==== RECORDS FOR THE TASK ====
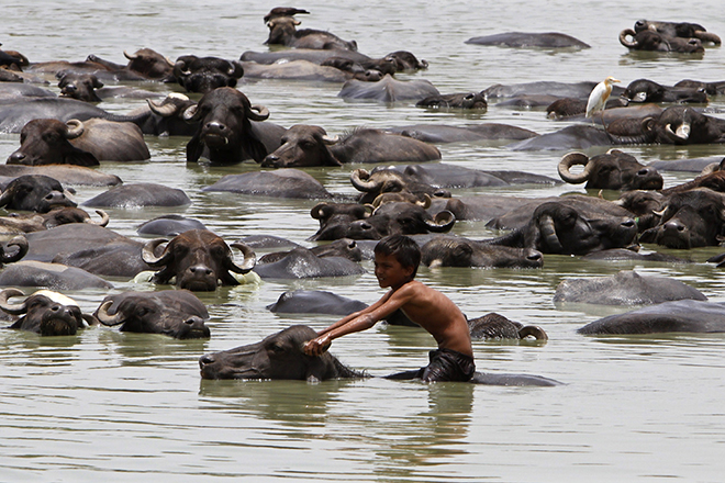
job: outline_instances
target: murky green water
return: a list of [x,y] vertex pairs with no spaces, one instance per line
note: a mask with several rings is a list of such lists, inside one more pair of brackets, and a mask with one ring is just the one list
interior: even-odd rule
[[[261,18],[277,4],[199,1],[5,2],[4,48],[32,60],[82,60],[93,53],[119,63],[123,49],[152,47],[171,58],[185,54],[237,58],[265,50]],[[533,80],[601,80],[623,83],[647,77],[660,83],[683,78],[723,80],[725,52],[702,58],[637,56],[617,35],[635,20],[703,23],[725,36],[721,5],[662,2],[322,2],[297,4],[312,12],[303,26],[355,38],[361,52],[381,56],[412,50],[431,64],[425,78],[442,92],[481,90],[493,83]],[[562,31],[588,42],[589,50],[551,53],[467,45],[472,36],[504,31]],[[149,88],[149,86],[144,86]],[[157,89],[172,89],[160,86]],[[347,103],[338,85],[243,81],[253,103],[270,121],[324,126],[341,134],[356,126],[415,123],[462,125],[501,122],[551,132],[562,124],[540,111],[490,106],[461,115],[416,109]],[[126,112],[137,101],[103,106]],[[713,105],[723,108],[722,99]],[[160,182],[192,199],[172,210],[202,220],[235,239],[272,234],[304,244],[317,222],[314,201],[270,200],[202,192],[222,175],[258,169],[187,167],[186,138],[148,137],[149,162],[104,164],[100,169],[126,183]],[[0,159],[18,136],[0,135]],[[517,153],[501,146],[440,146],[446,162],[479,169],[517,169],[557,177],[560,154]],[[627,149],[647,162],[723,154],[720,146]],[[332,192],[352,193],[350,168],[311,169]],[[688,179],[666,173],[666,186]],[[78,189],[83,201],[99,192]],[[483,190],[481,190],[483,191]],[[544,196],[579,187],[516,187],[486,190]],[[595,193],[591,193],[595,194]],[[111,210],[110,228],[136,236],[136,226],[167,210]],[[481,223],[459,223],[455,233],[488,237]],[[199,294],[211,314],[212,338],[178,341],[161,336],[92,328],[77,337],[40,338],[0,334],[0,481],[671,481],[720,482],[725,464],[725,396],[720,335],[582,337],[581,325],[611,310],[557,310],[551,296],[564,279],[615,273],[677,278],[713,301],[725,301],[725,276],[704,260],[718,248],[676,255],[689,266],[582,262],[546,256],[542,270],[420,270],[420,279],[448,294],[469,316],[498,312],[542,325],[547,344],[475,342],[480,370],[543,374],[566,382],[548,389],[425,385],[381,379],[321,384],[265,381],[201,381],[204,352],[253,342],[292,324],[322,328],[333,317],[275,315],[265,306],[294,288],[331,290],[367,303],[381,295],[369,262],[359,278],[265,283]],[[114,280],[114,291],[149,290]],[[69,293],[86,311],[105,292]],[[345,363],[383,375],[424,363],[433,339],[421,330],[379,326],[336,340]]]

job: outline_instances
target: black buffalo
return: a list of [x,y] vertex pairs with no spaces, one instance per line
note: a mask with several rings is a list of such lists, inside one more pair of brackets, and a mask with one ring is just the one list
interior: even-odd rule
[[707,188],[672,194],[659,215],[639,242],[689,249],[717,246],[725,235],[725,195]]
[[[573,173],[575,165],[583,165],[584,169]],[[663,183],[657,169],[639,164],[637,158],[618,149],[591,158],[582,153],[569,153],[559,161],[558,171],[568,183],[587,182],[587,189],[661,190]]]
[[98,166],[99,161],[140,161],[150,158],[137,125],[91,119],[29,122],[20,133],[20,149],[9,165]]
[[355,41],[344,41],[330,32],[314,29],[297,30],[301,22],[291,16],[278,16],[267,22],[269,27],[269,37],[265,41],[266,45],[285,45],[295,48],[339,48],[357,50]]
[[210,337],[204,304],[188,290],[124,292],[109,295],[93,314],[103,325],[122,332],[164,334],[177,339]]
[[650,30],[635,32],[632,29],[625,29],[620,32],[620,43],[632,50],[677,52],[680,54],[705,52],[700,38],[671,37]]
[[464,237],[436,236],[421,247],[427,267],[540,268],[542,252],[533,248],[486,245]]
[[330,137],[320,126],[298,124],[281,136],[281,146],[261,166],[289,168],[341,166],[348,162],[422,162],[440,159],[440,151],[426,143],[379,130],[356,130]]
[[[285,130],[271,130],[252,121],[269,117],[267,108],[252,105],[246,96],[231,87],[222,87],[204,94],[198,104],[183,112],[183,117],[198,123],[197,132],[187,144],[187,161],[196,162],[202,155],[212,164],[231,165],[245,159],[261,162],[269,149],[280,145]],[[266,130],[266,131],[265,131]],[[274,148],[271,148],[274,146]]]
[[633,80],[621,97],[627,102],[707,103],[707,92],[702,87],[662,86],[649,79]]
[[13,296],[24,296],[24,293],[18,289],[0,292],[0,308],[8,314],[22,315],[9,328],[29,330],[42,336],[72,336],[78,329],[96,323],[92,316],[80,312],[75,301],[57,292],[42,290],[20,304],[8,302]]
[[235,87],[244,75],[236,60],[183,55],[176,59],[174,76],[188,92],[207,93],[220,87]]
[[[154,255],[156,247],[166,243],[160,256]],[[213,291],[223,285],[238,285],[230,273],[249,272],[256,262],[254,251],[242,243],[233,243],[233,248],[244,254],[244,262],[238,266],[232,258],[232,250],[224,239],[208,229],[190,229],[174,237],[170,242],[157,238],[146,243],[143,259],[155,269],[154,283],[170,283],[176,278],[178,289]]]
[[66,196],[57,180],[44,175],[23,175],[8,183],[0,194],[0,206],[47,213],[56,207],[75,207],[77,203]]
[[636,237],[637,224],[631,216],[550,201],[539,204],[524,227],[484,243],[533,248],[544,254],[585,255],[627,247]]

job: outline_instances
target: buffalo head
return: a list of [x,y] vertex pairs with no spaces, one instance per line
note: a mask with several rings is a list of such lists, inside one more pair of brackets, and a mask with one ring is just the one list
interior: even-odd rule
[[8,157],[8,165],[98,166],[96,156],[70,144],[82,134],[80,121],[33,120],[20,132],[20,148]]
[[198,161],[207,148],[213,164],[228,165],[248,158],[261,162],[267,148],[252,130],[250,121],[268,117],[267,108],[252,105],[238,90],[214,89],[183,112],[186,121],[198,123],[196,134],[187,144],[187,161]]
[[49,290],[37,291],[20,304],[8,302],[10,297],[23,295],[18,289],[0,292],[0,308],[12,315],[23,315],[10,328],[42,336],[70,336],[96,322],[92,316],[81,314],[75,301]]
[[[237,285],[230,270],[247,273],[256,262],[252,248],[234,243],[231,246],[244,254],[244,262],[236,265],[230,246],[208,229],[190,229],[167,242],[164,238],[147,242],[142,258],[150,267],[161,269],[154,276],[155,283],[169,283],[176,278],[178,289],[211,291],[216,290],[220,281],[223,285]],[[164,243],[167,243],[164,251],[156,257],[154,250]]]

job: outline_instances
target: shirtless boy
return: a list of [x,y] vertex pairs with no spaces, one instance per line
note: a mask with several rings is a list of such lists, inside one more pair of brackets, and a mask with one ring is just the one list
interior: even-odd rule
[[430,353],[431,363],[416,377],[425,382],[470,380],[476,366],[466,316],[446,295],[414,280],[420,262],[421,250],[408,236],[393,235],[378,243],[375,276],[380,287],[390,291],[367,308],[319,332],[304,345],[304,352],[321,356],[333,339],[366,330],[400,308],[438,342],[438,349]]

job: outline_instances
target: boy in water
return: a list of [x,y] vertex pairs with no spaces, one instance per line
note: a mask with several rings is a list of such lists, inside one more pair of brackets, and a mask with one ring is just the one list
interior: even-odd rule
[[319,332],[304,345],[304,352],[321,356],[333,339],[366,330],[400,308],[438,342],[438,349],[430,353],[431,363],[416,377],[425,382],[470,380],[476,366],[466,316],[446,295],[414,280],[420,263],[421,249],[412,238],[393,235],[378,243],[375,276],[381,288],[391,290],[369,307]]

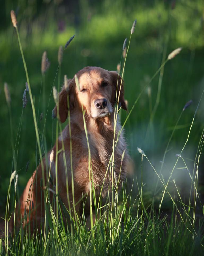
====
(GIVEN REQUEST) Please return every line of the items above that contains the word "water", matching case exactly.

(COMPLETED TASK)
target: murky green water
target: boy in water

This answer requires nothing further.